--- DIRECTIONS ---
Each line of the material below should be reproduced exactly.

--- RECORD LIST ---
_ _ _ _ _ _ _

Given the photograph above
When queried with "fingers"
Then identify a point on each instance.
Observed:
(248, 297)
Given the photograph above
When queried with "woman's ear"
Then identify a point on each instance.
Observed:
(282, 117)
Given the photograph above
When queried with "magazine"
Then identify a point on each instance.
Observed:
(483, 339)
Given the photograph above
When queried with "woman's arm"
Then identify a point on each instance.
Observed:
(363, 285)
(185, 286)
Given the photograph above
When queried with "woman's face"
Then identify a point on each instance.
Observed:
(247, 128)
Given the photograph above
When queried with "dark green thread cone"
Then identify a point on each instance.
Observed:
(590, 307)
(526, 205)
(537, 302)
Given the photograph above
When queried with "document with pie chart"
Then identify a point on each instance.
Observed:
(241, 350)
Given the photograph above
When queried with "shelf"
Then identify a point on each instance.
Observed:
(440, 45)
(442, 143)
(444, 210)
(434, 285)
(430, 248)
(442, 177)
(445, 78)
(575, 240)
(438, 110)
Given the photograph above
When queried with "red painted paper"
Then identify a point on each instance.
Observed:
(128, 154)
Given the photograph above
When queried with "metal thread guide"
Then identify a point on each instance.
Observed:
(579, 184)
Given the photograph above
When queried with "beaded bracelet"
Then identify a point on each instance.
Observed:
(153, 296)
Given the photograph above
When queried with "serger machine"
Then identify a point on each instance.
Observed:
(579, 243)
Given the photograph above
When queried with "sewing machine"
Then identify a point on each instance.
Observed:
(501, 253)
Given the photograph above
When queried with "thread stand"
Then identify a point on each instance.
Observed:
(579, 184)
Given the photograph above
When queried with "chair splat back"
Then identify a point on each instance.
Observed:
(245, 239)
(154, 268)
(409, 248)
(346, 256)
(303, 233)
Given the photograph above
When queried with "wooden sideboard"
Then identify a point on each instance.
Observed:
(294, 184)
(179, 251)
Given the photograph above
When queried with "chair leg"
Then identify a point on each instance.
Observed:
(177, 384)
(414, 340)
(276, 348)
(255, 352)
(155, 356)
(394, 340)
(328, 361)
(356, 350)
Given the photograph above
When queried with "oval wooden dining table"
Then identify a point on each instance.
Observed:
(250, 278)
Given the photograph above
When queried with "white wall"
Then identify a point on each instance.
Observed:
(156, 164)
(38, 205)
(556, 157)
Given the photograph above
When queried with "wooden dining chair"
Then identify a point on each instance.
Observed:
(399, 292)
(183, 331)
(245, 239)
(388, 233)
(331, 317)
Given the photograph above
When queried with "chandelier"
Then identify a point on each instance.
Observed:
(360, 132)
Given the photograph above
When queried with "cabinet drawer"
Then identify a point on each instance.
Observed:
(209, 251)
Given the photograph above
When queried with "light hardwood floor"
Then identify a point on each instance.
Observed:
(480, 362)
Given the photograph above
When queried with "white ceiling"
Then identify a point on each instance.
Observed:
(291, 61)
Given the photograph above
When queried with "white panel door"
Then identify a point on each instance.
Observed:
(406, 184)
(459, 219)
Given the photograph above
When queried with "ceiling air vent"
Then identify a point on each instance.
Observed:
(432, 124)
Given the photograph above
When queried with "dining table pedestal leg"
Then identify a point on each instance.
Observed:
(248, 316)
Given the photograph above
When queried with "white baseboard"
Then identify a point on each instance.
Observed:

_ _ _ _ _ _ _

--- TASK RESPONSE ---
Given the photograph above
When queried with "fingers"
Then identify a point on each instance.
Observed:
(248, 297)
Given the photograph above
When queried with "woman's ear"
Then identify a point on each instance.
Observed:
(282, 117)
Given the photograph above
When queried with "magazine"
Then identify a point on each instance.
Observed:
(483, 339)
Given the photograph above
When queried with "woman's arm"
Then identify a point on each instance.
Observed:
(363, 285)
(185, 286)
Given the photograph above
When queried with "woman's face"
Then identify a point on each instance.
Observed:
(247, 128)
Given the photograph above
When queried with "dark green thread cone"
Then identify a point on each instance.
Observed:
(590, 307)
(526, 205)
(537, 302)
Given the photograph above
When queried with "document with pie chart"
Then identify a point on each instance.
Observed:
(241, 350)
Given the photograph above
When queried with "shelf"
Then identify a point on each instance.
Observed:
(440, 45)
(442, 143)
(444, 210)
(434, 285)
(430, 248)
(442, 177)
(445, 78)
(575, 240)
(438, 110)
Given the photograph above
When queried with "red painted paper"
Then identify a point on each instance.
Observed:
(128, 154)
Given the photograph above
When queried with "metal thread guide"
Then identify a point on each instance.
Observed:
(579, 184)
Given the photograph above
When queried with "beaded bracelet"
Then identify a point on each instance.
Observed:
(153, 296)
Given the photograph above
When queried with "serger machine"
Then identify a point on each instance.
Observed:
(579, 243)
Given the photograph above
When queried with "sewing machine"
Then identify a point on each instance.
Observed:
(501, 253)
Given the photograph above
When queried with "thread stand"
Then identify a point on each instance.
Observed:
(579, 184)
Given the photograph above
When queried with "chair splat back"
Then identify a point on each instance.
Observed:
(245, 239)
(154, 268)
(409, 248)
(346, 256)
(303, 233)
Given the photograph above
When queried with "wooden sideboard"
Then identify a point on each instance.
Observed:
(294, 184)
(179, 251)
Given the photograph above
When queried with "chair leg"
Then identify a point on each instance.
Observed:
(177, 384)
(414, 340)
(276, 348)
(255, 352)
(155, 356)
(394, 340)
(328, 361)
(356, 350)
Given the photograph above
When queried with "oval wooden dining table"
Then identify a point on each instance.
Observed:
(250, 278)
Given the photograph above
When queried with "white wall"
Then identify a point on each instance.
Observed:
(156, 164)
(38, 205)
(556, 157)
Given the photograph above
When queried with "wooden dining chair"
Then identify a point on each instance.
Observed:
(399, 292)
(183, 331)
(245, 239)
(388, 233)
(331, 317)
Given the photograph above
When queried with "chandelier"
Then identify a point on each instance.
Observed:
(360, 132)
Given the photograph above
When queried with "cabinet drawer"
Then identify a point on each instance.
Observed:
(209, 251)
Given the photograph above
When queried with "light hardwood floor"
Then identify a point on each instance.
Observed:
(480, 362)
Given the photograph above
When queried with "white ceiling"
Then identify a point on each instance.
Observed:
(291, 61)
Given the photograph above
When queried with "white panel door"
Then identify a point on each instance.
Observed:
(406, 184)
(459, 219)
Given the photograph above
When queried with "ceiling air vent"
Then identify a point on each instance.
Observed:
(432, 124)
Given the photograph above
When queried with "dining table pedestal leg"
Then identify a point on each instance.
Observed:
(248, 316)
Given the photograph above
When queried with "white baseboard"
Then identify a point on each instance.
Observed:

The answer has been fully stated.